==== Text excerpt

Anne Balsamo
Dr. Balsamo is a groundbreaking national leader in media studies, a scholar and media-makerwhose work links cultural studies, digital humanities, and interactive media. She received her PhD in Communications Research from the University of Illinois at Urbana-Champaign and began her faculty career in the School of Literature, Culture, and Communications at Georgia Tech, where she published a distinguished book about the cultural implications of emergent biotechnologies, Technologies of the Gendered Body: Reading Cyborg Women. In 1999, having grown interested in the practical linkages between technology and culture, she accepted an offer to join the celebrated Xerox Palo Alto Research Center (PARC), collaborating in the design of media for reading, exhibition, public art, and cultural projects. In 2003, Dr. Balsamo moved from Silicon Valley to USC, where she had been jointly appointed in the Annenberg School of Communications and the School of Cinematic Arts. She directed the Collaborative Design Lab within the Interactive Design Division of the School of Cinematic Arts. She has been a leader in the growth of digital humanities nationally, serving on the Advisory Board of HASTAC (Humanities, Arts, Science, and Technology Advanced Co-laboratory) since its founding in 2003. In 2011, she published Designing Culture: The Technological Imagination at Work, a transmedia book (with accompanying DVD and web linkages to interactive media projects) that synthesizes and theorizes the links between her cultural studies scholarship and digital media projects.

========

▶ _Task list_:
A – Answer these questions about the Anne Balsamo profile:
(i) From which university did Dr. Balsamo receive her PhD?
(ii) In what year did she join the Xerox Palo Alto Research Center?
(iii) What is the title of the book she published in 2011?
B – How would the Anne Balsamo profile go on? Write the next part, starting after its last sentence.

==== Data extract

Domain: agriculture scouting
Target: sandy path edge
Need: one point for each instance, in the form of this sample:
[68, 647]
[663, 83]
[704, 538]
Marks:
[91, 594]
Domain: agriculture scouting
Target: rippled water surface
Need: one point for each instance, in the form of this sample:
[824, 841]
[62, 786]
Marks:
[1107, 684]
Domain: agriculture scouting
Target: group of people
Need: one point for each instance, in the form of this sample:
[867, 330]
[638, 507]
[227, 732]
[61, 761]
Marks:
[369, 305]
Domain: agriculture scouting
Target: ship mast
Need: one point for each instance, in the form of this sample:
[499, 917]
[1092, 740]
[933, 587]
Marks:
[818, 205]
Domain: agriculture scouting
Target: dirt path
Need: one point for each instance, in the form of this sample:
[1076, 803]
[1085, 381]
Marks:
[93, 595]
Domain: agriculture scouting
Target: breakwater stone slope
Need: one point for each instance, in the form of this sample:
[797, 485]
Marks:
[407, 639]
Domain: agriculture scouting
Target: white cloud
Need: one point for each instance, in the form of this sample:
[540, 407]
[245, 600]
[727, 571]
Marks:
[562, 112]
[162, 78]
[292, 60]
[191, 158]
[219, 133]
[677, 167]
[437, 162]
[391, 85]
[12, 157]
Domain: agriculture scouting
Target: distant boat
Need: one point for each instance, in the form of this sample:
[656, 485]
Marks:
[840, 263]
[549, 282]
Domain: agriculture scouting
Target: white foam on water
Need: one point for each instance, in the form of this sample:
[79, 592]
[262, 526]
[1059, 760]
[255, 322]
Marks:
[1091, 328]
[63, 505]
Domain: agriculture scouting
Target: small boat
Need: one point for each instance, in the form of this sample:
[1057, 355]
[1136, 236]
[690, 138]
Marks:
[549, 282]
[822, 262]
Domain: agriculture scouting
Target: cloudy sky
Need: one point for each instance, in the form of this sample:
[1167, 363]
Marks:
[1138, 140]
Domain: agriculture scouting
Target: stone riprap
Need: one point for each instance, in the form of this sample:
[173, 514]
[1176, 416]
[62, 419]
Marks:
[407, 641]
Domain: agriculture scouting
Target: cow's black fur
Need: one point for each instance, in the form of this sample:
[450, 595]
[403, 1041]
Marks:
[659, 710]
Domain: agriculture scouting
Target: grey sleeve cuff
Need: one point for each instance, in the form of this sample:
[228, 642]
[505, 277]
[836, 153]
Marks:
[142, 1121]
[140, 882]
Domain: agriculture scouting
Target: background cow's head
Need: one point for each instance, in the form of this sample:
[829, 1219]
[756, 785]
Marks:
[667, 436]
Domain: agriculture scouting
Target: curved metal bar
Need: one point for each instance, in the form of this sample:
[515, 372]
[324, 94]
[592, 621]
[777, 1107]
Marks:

========

▶ _Exercise responses_:
A –
(i) The University of Illinois at Urbana-Champaign
(ii) 1999
(iii) Designing Culture: The Technological Imagination at Work

B –
Dr. Ljiljana Fruk
Dr. Fruk is a scientist and lecturer at Karlsruhe Institute of Technology, Germany working on the development of photosensitive bio nano hybrid systems to be used in the design of new catalysts, artificial enzymes and biosensors for nanomedicinal applications. She studied chemistry at University of Zagreb and continued to pursue her PhD at the University of Strathclyde in Glasgow, where she worked on the development of advanced tools for DNA detection. After award of Humboldt Fellowship and Marie Curie International Incoming Fellowship she conducted a postdoctoral research on artificial enzyme catalysts at the University of Dortmund in Germany. Since 2009 she leads her own research group and is also active in exploring the interface of art and science, in particular the cultural and societal impact of new technologies such as nanotechnology and synthetic biology. Besides number of scientific activities, she was also a co-organizer of the first symposium on Molecular Aesthetics (2011), 3D interactive exhibition on Molecules that Changed the World, and together with artist Peter Weibel, a co-editor of Molecular Aesthetic book (2013).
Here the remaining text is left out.